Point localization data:
Segment Open

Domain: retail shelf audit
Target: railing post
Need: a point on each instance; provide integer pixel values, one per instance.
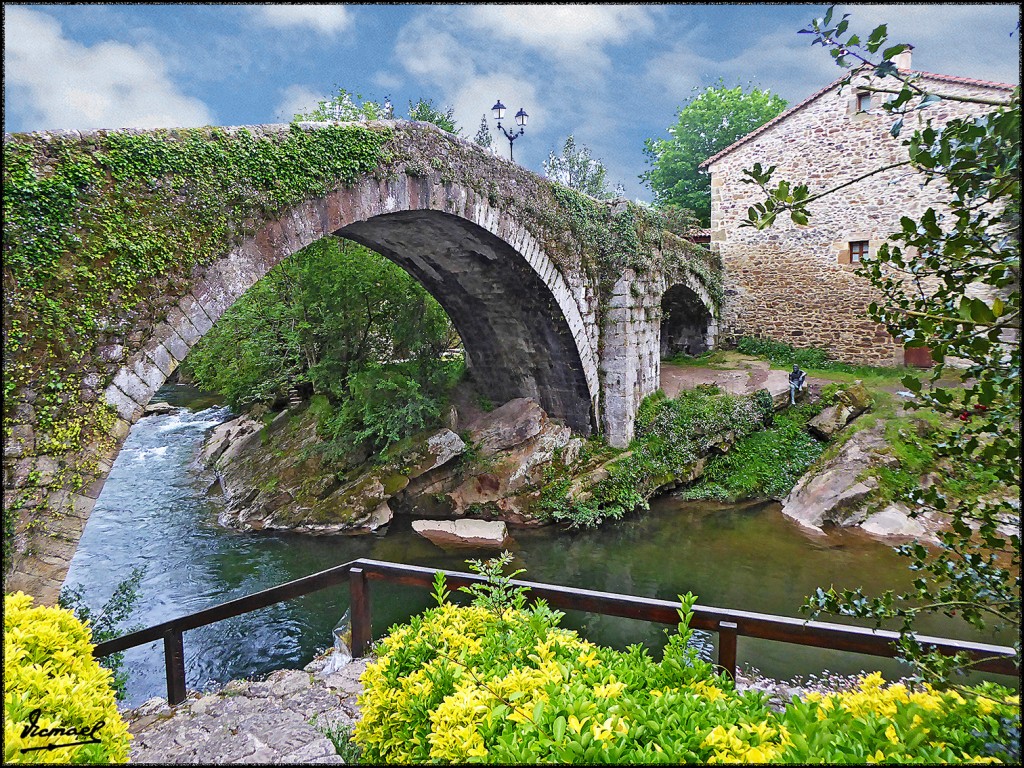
(727, 647)
(174, 659)
(359, 590)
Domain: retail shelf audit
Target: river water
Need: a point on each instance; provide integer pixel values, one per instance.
(155, 513)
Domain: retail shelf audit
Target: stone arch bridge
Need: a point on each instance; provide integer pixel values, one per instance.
(123, 248)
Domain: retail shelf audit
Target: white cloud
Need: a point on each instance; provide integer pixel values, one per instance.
(566, 32)
(781, 61)
(475, 96)
(324, 19)
(950, 39)
(62, 84)
(296, 99)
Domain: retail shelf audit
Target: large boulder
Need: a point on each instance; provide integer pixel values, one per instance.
(835, 493)
(895, 520)
(505, 427)
(453, 534)
(851, 402)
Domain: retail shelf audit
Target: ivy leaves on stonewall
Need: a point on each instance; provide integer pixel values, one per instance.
(927, 275)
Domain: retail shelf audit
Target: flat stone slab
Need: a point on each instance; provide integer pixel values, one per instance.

Segment Closed

Without copying any images, transcribe the records exactly as they stand.

TASK ANSWER:
Domain: retail shelf audit
Target: railing post
Need: a point on each instance; provide integer pixel values, one per instance.
(727, 647)
(174, 659)
(359, 590)
Domain: retail shelf audit
Target: river water
Need: a point on each instance; provide integer pixel values, one per instance.
(155, 513)
Domain: retail shelf audit
Target: stone arch bridge
Need: a point on each instance; provide integer pixel values, one per instance.
(123, 248)
Domain: retail shelf audit
Target: white cloud
Need: a point on each instance; provide integer pixel values, one per instance.
(566, 32)
(781, 61)
(475, 96)
(324, 19)
(950, 39)
(62, 84)
(296, 99)
Domain: retail shelf audit
Target: large boulder
Need: a point on each instance; provide integer pixel values, one per instance.
(835, 493)
(895, 520)
(505, 427)
(453, 534)
(851, 402)
Domain: retail shelf audit
Target: ivy leaves on stonewall
Need: a point on each instance; provide integer pixel values, one per instance.
(927, 275)
Domain: retail shelf audit
Target: flat stone slab
Need: a point on each instance; provide integer pixel values, one per instance.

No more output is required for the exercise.